RECORDS
"""
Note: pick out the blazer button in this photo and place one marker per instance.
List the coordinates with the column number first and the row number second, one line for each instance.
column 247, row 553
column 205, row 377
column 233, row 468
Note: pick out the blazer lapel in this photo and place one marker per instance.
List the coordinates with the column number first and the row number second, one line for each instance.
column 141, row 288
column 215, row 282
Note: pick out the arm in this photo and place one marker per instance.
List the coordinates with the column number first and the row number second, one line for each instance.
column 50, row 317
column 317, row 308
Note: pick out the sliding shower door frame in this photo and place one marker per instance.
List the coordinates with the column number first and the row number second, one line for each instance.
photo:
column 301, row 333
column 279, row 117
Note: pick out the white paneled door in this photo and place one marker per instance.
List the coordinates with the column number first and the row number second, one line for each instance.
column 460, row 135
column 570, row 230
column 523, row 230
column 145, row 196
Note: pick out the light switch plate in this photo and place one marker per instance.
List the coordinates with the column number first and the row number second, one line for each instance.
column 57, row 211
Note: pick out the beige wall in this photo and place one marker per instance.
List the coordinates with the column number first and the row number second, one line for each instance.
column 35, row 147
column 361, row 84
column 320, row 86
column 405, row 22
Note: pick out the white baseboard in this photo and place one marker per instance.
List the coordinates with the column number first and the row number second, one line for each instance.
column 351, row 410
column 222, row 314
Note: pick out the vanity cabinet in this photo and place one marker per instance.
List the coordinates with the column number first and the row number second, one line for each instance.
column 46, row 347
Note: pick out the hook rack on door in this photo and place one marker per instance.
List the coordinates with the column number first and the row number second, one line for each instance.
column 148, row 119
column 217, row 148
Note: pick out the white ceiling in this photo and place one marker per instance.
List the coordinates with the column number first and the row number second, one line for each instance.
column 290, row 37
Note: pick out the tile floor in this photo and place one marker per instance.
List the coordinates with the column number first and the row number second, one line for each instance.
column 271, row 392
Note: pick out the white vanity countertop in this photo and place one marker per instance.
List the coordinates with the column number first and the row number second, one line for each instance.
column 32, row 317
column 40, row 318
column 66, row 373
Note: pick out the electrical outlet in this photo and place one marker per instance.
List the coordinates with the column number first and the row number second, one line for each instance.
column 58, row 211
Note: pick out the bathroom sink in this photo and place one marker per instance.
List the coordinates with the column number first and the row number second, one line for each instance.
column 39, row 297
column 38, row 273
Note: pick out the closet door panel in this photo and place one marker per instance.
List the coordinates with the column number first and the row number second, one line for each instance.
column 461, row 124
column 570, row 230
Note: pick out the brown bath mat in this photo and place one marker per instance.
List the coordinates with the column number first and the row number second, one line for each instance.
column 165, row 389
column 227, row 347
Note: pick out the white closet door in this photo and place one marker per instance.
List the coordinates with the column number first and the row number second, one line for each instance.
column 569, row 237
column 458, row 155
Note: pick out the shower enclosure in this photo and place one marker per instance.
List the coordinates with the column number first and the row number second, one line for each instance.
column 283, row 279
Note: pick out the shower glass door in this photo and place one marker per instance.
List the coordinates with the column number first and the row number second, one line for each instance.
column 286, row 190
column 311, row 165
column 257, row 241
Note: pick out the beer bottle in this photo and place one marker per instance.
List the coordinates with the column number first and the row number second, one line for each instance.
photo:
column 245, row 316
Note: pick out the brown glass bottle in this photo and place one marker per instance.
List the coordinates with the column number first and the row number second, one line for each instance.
"""
DO THIS
Print out every record again, exactly and in full.

SOLUTION FOR THIS EXERCISE
Note: pick out the blazer button in this photo and place one marker per instance.
List the coordinates with the column number first and the row number second, one line for each instance.
column 247, row 553
column 205, row 377
column 233, row 468
Note: pick out the blazer lapel in this photo and place one marker per instance.
List the coordinates with the column number first and the row number second, one line for each instance.
column 141, row 288
column 215, row 282
Note: pick out the arm in this photo and place one marker per instance.
List the coordinates with the column number first and the row number second, one line for each instance.
column 50, row 317
column 317, row 308
Note: pick out the sliding shower door frame in this photo and place one marker per instance.
List the coordinates with the column number first and the row number second, one line for each instance.
photo:
column 301, row 333
column 279, row 117
Note: pick out the white paneled door in this photo and place one marker per instance.
List the coordinates with the column number first and the row number second, one line for each instance.
column 460, row 135
column 570, row 230
column 523, row 230
column 145, row 196
Note: pick out the light switch plate in this photo and place one marker per instance.
List the coordinates with the column number first and the row number second, one line for each instance.
column 57, row 211
Note: pick out the beige wall in this photo and place one marker per instance.
List the coordinates with the column number first and the row number second, one line for each instance.
column 35, row 147
column 361, row 84
column 320, row 86
column 405, row 22
Note: pick out the white baseboard in this photo and place one marker per instance.
List the coordinates with the column number first and the row number second, one line for each instance.
column 351, row 410
column 222, row 314
Note: pick out the vanity cabinet in this photo and place one marker per instance.
List the coordinates with the column number first and the row number second, one line for each instance.
column 46, row 347
Note: pick out the hook rack on door in this photo and place one marker per instance.
List the coordinates with the column number first and the row number second, one line for each instance.
column 148, row 119
column 217, row 148
Note: pick out the white ceiling in this photo and place one marker per instance.
List the coordinates with the column number first and the row number second, one line for each instance.
column 290, row 37
Note: pick out the tile floor in this photo and place one marker per instance.
List the coordinates with the column number first and the row number second, one line for each instance.
column 271, row 392
Note: pick out the white vanity countertop in this photo and place one marker per instance.
List the coordinates with the column number first and the row number second, one line for each instance.
column 32, row 317
column 40, row 318
column 66, row 373
Note: pick out the electrical outlet in this photo and place one marker per instance.
List the coordinates with the column number first and the row number second, one line for each instance.
column 58, row 211
Note: pick out the bathroom sink in this photo and place one marker per instance.
List the coordinates with the column number first and the row number second, one line for each instance.
column 39, row 297
column 38, row 273
Note: pick out the closet door panel in this photo and place one marker per instance.
List the coordinates with the column number first and the row number second, one line for each instance.
column 461, row 124
column 570, row 230
Note: pick out the brown bath mat in this photo and place one marker per instance.
List the coordinates with the column number first and the row number second, one line for each instance.
column 165, row 389
column 227, row 347
Note: pick out the white closet door in this photo and place one marker per instance.
List the coordinates with the column number first and the row number second, one line for each instance.
column 569, row 237
column 458, row 155
Note: pick out the shower enclosure in this photo and place one marker per instance.
List the coordinates with the column number first and the row number second, one line for each instance.
column 283, row 279
Note: pick out the shower glass door in this photo and place one marker per instance.
List the coordinates with the column number first and the row number second, one line for each instance.
column 286, row 190
column 311, row 165
column 257, row 241
Note: pick out the beer bottle in this photo and place one marker per instance.
List the coordinates with the column number first and the row number second, one line for each instance.
photo:
column 245, row 316
Note: pick out the brown glass bottle in this photo and place one marker per instance.
List the coordinates with the column number first and the row number second, one line for each instance.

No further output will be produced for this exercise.